Entries from a pointing dataset:
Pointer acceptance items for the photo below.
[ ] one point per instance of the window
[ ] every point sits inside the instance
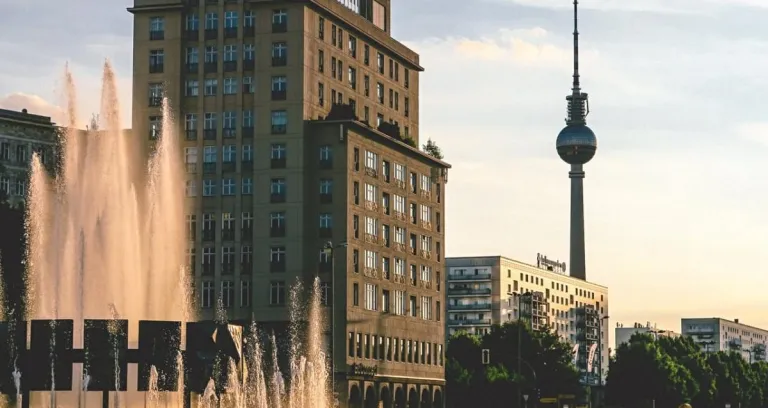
(227, 293)
(399, 308)
(372, 226)
(228, 187)
(426, 307)
(371, 160)
(277, 293)
(155, 127)
(206, 295)
(426, 273)
(156, 61)
(277, 190)
(380, 62)
(277, 224)
(279, 122)
(249, 19)
(279, 54)
(380, 92)
(371, 260)
(370, 296)
(155, 94)
(370, 193)
(209, 188)
(385, 305)
(352, 47)
(279, 88)
(230, 19)
(426, 213)
(245, 293)
(426, 183)
(352, 78)
(279, 21)
(192, 88)
(247, 186)
(277, 259)
(211, 21)
(211, 87)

**Your objective:** Put the lines of the material into a numbered list, omitting blank lines and leaving out the pictures.

**Correct result:**
1. Pointer acceptance items for the photo below.
2. [ ] one point per instance of the window
3. [ ] every point sits inside the instance
4. (227, 293)
5. (399, 308)
6. (372, 226)
7. (228, 187)
8. (426, 307)
9. (371, 160)
10. (277, 293)
11. (155, 127)
12. (206, 295)
13. (426, 273)
14. (156, 61)
15. (277, 190)
16. (380, 62)
17. (277, 224)
18. (279, 122)
19. (249, 19)
20. (279, 54)
21. (380, 92)
22. (371, 260)
23. (370, 296)
24. (155, 94)
25. (370, 193)
26. (209, 188)
27. (385, 305)
28. (352, 47)
29. (279, 88)
30. (230, 19)
31. (426, 213)
32. (245, 293)
33. (426, 183)
34. (352, 78)
35. (279, 21)
36. (192, 88)
37. (247, 186)
38. (277, 259)
39. (211, 21)
40. (211, 87)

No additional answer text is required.